▸ **WHAT YOU HAVE TO DO**
Collect every line in the data below that contains the word "face", and copy each one out. Case matters.

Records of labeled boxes
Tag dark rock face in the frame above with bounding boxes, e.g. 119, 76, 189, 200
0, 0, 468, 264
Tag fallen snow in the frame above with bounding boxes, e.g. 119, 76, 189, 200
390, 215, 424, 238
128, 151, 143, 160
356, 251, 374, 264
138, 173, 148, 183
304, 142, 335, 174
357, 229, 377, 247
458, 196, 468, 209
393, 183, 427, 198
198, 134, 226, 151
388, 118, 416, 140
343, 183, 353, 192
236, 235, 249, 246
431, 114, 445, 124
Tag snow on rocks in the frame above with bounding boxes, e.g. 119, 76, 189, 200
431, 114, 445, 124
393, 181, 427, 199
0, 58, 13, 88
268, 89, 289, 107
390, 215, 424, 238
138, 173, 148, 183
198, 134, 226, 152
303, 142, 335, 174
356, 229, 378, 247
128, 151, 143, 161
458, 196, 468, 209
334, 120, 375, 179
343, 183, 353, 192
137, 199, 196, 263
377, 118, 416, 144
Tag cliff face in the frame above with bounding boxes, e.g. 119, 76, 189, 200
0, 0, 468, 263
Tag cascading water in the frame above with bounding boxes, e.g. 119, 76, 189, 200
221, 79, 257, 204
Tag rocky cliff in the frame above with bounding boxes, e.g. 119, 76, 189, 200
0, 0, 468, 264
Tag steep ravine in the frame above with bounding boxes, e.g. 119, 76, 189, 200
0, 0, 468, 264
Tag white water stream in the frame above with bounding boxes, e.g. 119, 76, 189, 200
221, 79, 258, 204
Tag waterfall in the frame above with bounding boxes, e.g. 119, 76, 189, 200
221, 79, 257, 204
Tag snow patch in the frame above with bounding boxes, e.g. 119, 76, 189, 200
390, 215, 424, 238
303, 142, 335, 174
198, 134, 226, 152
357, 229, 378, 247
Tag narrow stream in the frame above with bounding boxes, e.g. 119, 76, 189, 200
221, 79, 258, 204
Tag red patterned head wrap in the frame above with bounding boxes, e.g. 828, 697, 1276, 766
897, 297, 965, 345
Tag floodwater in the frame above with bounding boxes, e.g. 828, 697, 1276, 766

▸ **WRITTEN RESPONSE**
Tag dark rock face in the frame above with bounding boxes, e.g. 119, 76, 189, 200
Tag cliff face in the frame above with bounding boxes, e.g. 119, 76, 189, 200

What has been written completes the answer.